### Stated goal 1
Quote the Bay Area beer blog from "Category: Bay Area" to "and many hurdles.".
### Stated goal 2
Extend the Bay Area beer blog, starting where it stops.

### Page text
+++++
Beer 511

Exploring the Craft Beer and Homebrew Scenes in Peru (Country Code 51) and the USA (Country Code 1)

Category: Bay Area Beer (Page 1 of 6)

Opening: Ghost Town Brewing (Oakland, CA)

Ghost Town Brewing opens the doors to its taproom and brewery to the public tonight after a long wait and many hurdles.

I had the opportunity to visit last night at its soft opening event, and I must say the place is very nice indeed.   It is located in a large warehouse space, split roughly down the middle between the shiny 15-bbl brewhouse and assorted fermentation tanks, and the serving and public areas of the house.

Care was given to making sure the small details were not overlooked, down to having sleeves with the brewery’s logo wrapping around the table supports and coffin-shaped bike posts in one corner.  (Both, incidentally, were sourced locally from a steelworks just a couple of blocks away.)

With plenty of room at the bar, lots of seating, and a corn-hole court, the taproom is the kind of place that makes you just want to hang out. Hang out and drink beer.

As to the beers -crafted by Justin Burdt, recently of the now-closed Black Diamond Brewing Co.- are all excellent.  I tasted a fair selection of what they had on offer and there was not one that would quibble with, but I would particularly recommend asking for Lecherous Haze, a 6% NE IPA;  Melmac, a 5.5% pale ale; or Old Trepanner,  10.7% barley wine.

 

Ghost Town Brewing
1960 Adeline St (corner of Adeline and 21st St)
Oakland, CA

Danville Brewing at Øl

Just a few images from Thursday night’s Meet-the-Brewer event at Øl Beercafe & Bottleshop in Walnut Creek, featuring Danville Brewing Company and their award-winning head brewer, my friend, Matt Sager …

Top left: DBC’s Oatmeal Raisin Cookie beer; Top right: DBC’s Tres Diablos Triple IPA; Bottom, from L to R: Matt and Orlando, DBC’s brewing team, and I

 

The Rake (Alameda, CA)
+++++
(Rows from a dataset for box labeling)
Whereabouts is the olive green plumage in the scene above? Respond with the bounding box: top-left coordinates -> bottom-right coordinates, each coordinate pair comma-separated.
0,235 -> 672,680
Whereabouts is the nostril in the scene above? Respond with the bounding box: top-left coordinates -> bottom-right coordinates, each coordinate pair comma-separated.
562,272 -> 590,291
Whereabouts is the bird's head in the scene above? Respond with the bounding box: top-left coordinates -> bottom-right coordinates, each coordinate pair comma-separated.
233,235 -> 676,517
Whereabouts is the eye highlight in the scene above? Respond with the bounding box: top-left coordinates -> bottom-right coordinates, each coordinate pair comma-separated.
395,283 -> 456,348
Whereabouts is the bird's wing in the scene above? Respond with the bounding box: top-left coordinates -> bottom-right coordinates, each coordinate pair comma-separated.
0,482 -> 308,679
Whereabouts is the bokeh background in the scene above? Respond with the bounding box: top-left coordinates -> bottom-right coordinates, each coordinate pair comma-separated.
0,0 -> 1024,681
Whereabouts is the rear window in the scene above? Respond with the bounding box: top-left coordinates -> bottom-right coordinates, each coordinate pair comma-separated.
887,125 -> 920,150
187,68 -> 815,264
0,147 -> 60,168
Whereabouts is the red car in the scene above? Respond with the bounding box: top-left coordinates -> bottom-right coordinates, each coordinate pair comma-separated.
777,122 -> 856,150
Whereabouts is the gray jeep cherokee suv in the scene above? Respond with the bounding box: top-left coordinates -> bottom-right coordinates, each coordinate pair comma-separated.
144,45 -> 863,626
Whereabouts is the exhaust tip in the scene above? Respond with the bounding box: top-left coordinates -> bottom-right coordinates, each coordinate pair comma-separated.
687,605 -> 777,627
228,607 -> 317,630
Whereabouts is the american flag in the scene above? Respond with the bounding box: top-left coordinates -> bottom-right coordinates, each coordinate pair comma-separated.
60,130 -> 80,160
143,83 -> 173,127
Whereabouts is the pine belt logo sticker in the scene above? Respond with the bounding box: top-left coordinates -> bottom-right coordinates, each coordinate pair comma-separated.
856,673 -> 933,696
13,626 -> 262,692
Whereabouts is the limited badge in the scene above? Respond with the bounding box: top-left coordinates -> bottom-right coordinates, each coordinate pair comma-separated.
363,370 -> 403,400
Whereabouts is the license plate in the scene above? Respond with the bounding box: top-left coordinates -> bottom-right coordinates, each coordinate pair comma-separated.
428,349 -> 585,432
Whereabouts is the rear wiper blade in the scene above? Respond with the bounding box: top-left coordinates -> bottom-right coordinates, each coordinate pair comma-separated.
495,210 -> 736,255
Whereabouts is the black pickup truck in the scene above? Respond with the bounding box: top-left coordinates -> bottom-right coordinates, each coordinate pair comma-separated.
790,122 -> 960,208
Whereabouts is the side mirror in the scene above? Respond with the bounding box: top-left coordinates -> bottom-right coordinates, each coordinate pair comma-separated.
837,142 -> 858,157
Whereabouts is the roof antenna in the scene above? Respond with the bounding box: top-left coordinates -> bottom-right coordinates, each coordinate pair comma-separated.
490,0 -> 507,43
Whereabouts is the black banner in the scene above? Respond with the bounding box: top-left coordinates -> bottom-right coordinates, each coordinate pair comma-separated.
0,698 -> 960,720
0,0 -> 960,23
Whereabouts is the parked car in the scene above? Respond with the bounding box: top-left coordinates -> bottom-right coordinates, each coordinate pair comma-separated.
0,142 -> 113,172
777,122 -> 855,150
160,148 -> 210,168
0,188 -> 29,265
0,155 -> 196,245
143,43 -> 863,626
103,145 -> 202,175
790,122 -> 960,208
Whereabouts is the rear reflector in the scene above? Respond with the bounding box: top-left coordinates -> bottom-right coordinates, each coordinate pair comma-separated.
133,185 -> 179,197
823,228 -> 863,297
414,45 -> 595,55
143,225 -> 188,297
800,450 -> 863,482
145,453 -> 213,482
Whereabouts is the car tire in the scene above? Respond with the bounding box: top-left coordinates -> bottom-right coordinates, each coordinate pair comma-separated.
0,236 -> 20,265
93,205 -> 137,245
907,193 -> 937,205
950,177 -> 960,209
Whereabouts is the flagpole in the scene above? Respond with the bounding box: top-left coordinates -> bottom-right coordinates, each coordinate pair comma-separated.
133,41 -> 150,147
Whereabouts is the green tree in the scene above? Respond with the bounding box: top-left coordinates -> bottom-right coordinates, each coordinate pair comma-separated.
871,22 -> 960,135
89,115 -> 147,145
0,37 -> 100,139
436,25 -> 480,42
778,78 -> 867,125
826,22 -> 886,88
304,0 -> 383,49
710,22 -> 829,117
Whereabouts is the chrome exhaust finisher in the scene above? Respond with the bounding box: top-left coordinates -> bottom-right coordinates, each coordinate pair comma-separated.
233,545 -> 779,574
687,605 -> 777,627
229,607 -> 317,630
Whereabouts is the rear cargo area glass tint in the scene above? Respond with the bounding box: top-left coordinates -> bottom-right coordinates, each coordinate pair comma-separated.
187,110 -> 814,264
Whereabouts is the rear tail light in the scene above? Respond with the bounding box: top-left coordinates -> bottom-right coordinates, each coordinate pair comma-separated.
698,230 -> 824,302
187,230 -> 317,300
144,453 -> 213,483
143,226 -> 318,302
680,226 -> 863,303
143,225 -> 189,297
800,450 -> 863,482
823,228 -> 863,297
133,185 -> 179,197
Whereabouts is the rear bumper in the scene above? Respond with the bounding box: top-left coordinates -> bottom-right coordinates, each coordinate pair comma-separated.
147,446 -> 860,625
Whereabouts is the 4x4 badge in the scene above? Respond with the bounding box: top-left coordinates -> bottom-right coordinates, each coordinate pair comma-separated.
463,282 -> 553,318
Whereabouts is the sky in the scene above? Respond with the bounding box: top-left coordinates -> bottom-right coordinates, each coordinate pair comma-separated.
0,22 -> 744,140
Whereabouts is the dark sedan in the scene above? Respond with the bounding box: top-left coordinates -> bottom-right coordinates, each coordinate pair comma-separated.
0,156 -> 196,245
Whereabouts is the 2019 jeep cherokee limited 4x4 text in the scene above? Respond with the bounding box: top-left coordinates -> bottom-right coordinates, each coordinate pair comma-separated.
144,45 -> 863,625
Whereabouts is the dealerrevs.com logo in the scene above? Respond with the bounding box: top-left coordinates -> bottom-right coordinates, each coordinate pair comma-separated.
+++++
### Task response 1
Category: Bay Area Beer (Page 1 of 6)

Opening: Ghost Town Brewing (Oakland, CA)

Ghost Town Brewing opens the doors to its taproom and brewery to the public tonight after a long wait and many hurdles.

### Task response 2
The Rake is Admiral Maltings‘ own taproom, attached to the malt house in Alameda.

The Rake has the distinction of serving only beers made by local breweries using Admiral Maltings’ own malts.  And, for the cherry on top, it is one of the very few beer bars –probably the only one, in fact– which overlooks the very malting floor where that malt is produced!

 

The Rake
651A W Tower Ave
Alameda, California 94501

http://admiralmaltings.com/#rake

Admiral Maltings’ “Open Malthouse Day”

On February 10th, I attended Admiral Malting‘s “Open Malthouse Day”, hosted by Admiral’s founders, Ron Silberstein (of ThirstyBear Brewing) and Dave McLean (of Magnolia Brewing), as part of San Francisco Beer Week.

Guests were taken on thirty- to forty-minute behind-the-scenes of the malthouse, where we were able to learn about and observe the full production process. Both farmers and brewers were also on hand to experience the tour and to share their stories and speak about their experiences with Admiral’s malt.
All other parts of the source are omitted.